Studio album by Peter, Paul and Mary
- Released: March 1962
- Genre: Folk
- Length: 33:14
- Label: Warner Bros.
- Producer: Albert Grossman

Peter, Paul and Mary chronology
|  | Peter, Paul and Mary (1962) | Moving (1963) |

Singles from Peter, Paul and Mary
- "Lemon Tree" Released: April 1962; "If I Had a Hammer" Released: July 1962; "500 Miles" Released: December 1962;

= Peter, Paul and Mary (album) =

Peter, Paul and Mary is the self-titled debut studio album by American folk trio Peter, Paul and Mary was released in March 1962 on Warner Bros. Records. Released in both mono and stereo on catalog no. 1449, it is one of the rare folk albums to reach No. 1 on the Billboard chart in the US, where it remained for over a month. The lead-off singles "If I Had a Hammer" and "Lemon Tree" reached numbers 10 and 35 respectively on the Billboard Pop Singles chart. It was the group's biggest selling studio album, eventually certified Double Platinum by the Recording Industry Association of America for U.S. sales of more than two million copies.
═══
• **STATED PROBLEM**
Rewrite a stretch of the album article, beginning at "Peter, Paul and Mary is" and stopping after "two million copies.". Put "group" in place of "trio".
═══
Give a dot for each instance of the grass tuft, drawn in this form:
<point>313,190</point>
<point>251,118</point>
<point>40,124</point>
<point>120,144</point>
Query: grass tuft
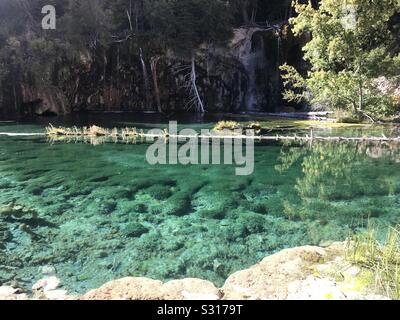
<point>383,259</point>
═══
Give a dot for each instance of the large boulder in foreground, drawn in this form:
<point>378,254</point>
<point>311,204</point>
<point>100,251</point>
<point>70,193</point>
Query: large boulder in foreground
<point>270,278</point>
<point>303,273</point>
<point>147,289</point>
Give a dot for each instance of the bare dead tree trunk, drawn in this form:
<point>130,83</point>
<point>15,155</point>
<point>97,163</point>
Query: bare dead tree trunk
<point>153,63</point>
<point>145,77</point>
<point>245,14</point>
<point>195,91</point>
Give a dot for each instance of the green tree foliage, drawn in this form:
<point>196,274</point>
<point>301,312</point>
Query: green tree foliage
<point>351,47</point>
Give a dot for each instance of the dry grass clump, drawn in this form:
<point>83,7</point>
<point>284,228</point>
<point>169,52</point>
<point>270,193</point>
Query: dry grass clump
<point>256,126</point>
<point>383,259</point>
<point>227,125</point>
═══
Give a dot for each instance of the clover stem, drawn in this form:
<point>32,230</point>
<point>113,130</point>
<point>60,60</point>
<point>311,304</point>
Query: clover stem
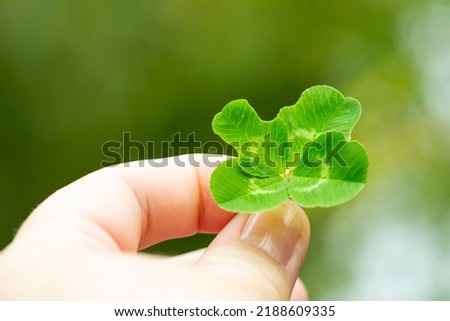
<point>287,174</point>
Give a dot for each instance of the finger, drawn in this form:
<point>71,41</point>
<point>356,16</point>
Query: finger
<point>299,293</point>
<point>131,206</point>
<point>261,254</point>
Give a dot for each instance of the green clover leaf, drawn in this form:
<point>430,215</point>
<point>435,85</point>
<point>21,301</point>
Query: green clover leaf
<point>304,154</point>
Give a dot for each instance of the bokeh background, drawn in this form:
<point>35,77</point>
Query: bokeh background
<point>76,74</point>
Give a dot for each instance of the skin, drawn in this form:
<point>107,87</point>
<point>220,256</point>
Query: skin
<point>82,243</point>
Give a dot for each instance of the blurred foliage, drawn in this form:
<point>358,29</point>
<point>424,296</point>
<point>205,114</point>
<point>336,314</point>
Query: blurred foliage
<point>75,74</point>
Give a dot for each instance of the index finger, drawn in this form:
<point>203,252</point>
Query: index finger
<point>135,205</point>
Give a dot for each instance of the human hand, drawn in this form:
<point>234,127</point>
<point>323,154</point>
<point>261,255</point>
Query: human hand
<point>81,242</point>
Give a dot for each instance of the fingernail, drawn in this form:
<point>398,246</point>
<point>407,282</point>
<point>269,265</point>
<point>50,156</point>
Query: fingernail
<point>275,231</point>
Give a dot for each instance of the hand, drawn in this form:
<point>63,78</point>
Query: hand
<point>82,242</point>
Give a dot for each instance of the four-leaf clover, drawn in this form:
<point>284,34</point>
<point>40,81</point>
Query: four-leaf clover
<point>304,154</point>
═══
• **ANSWER FOR THIS EXERCISE**
Peter, Paul and Mary is the self-titled debut studio album by American folk group Peter, Paul and Mary was released in March 1962 on Warner Bros. Records. Released in both mono and stereo on catalog no. 1449, it is one of the rare folk albums to reach No. 1 on the Billboard chart in the US, where it remained for over a month. The lead-off singles "If I Had a Hammer" and "Lemon Tree" reached numbers 10 and 35 respectively on the Billboard Pop Singles chart. It was the group's biggest selling studio album, eventually certified Double Platinum by the Recording Industry Association of America for U.S. sales of more than two million copies.